## ACTION ITEM
Records follow. Pull out every line that contains "rocky".

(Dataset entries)
• • •

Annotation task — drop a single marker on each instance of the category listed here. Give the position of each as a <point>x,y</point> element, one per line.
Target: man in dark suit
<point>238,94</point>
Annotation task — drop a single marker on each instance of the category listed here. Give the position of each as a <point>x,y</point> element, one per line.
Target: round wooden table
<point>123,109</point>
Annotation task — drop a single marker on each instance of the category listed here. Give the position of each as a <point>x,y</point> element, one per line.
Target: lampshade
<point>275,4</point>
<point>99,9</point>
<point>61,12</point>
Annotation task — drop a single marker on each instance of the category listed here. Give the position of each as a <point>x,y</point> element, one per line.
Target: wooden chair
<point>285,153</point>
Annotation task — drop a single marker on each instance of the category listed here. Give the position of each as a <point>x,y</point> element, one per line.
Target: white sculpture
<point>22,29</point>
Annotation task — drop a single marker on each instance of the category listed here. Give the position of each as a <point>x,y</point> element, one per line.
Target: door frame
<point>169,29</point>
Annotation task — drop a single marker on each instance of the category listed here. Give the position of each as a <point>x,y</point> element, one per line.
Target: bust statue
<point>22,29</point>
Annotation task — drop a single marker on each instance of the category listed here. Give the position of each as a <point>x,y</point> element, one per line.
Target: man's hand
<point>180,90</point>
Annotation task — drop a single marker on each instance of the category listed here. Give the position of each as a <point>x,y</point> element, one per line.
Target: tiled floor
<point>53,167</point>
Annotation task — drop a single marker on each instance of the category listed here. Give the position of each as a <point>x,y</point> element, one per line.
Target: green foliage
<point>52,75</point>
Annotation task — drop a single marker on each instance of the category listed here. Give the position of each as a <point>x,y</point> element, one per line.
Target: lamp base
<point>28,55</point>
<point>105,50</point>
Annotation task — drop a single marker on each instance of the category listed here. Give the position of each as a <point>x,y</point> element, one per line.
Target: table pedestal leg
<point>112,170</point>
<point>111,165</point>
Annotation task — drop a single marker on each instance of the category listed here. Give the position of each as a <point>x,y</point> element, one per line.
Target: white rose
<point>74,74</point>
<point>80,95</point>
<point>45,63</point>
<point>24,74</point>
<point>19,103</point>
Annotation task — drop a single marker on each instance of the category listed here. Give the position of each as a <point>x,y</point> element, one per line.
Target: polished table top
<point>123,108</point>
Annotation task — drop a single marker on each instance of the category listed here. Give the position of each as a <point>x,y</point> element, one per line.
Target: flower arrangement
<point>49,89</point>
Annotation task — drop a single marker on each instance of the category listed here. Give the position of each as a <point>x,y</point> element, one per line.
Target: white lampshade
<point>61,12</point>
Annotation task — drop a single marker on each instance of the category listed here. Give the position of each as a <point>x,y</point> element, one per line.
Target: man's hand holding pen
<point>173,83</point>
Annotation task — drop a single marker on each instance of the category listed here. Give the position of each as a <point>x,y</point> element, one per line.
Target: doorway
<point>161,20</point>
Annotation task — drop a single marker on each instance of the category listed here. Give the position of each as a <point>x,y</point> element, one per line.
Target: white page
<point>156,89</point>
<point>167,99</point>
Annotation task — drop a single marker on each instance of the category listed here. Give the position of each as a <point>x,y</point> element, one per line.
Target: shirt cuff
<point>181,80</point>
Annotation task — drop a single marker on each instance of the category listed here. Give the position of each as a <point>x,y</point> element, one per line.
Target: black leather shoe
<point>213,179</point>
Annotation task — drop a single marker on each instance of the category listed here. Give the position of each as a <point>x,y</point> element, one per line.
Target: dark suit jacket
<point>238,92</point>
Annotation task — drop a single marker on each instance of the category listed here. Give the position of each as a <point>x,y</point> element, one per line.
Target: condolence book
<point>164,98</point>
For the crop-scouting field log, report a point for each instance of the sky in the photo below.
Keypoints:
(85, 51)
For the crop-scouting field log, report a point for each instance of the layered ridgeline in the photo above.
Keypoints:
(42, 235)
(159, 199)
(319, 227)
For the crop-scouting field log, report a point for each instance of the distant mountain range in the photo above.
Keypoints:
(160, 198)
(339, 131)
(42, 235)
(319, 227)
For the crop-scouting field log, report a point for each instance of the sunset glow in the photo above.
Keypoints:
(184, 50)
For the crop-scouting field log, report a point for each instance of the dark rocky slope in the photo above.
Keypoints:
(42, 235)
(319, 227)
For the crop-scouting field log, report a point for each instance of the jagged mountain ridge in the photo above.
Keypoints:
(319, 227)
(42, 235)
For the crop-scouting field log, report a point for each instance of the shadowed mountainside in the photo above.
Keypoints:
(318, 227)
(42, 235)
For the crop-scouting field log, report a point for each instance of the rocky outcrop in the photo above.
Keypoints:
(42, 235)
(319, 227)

• • •

## COMPLETED TASK
For the crop-scouting field log, report a point for each instance of the dark rocky slope in the photo above.
For the crop-scouting field log, report a point for each instance of the rocky outcrop in the photo above.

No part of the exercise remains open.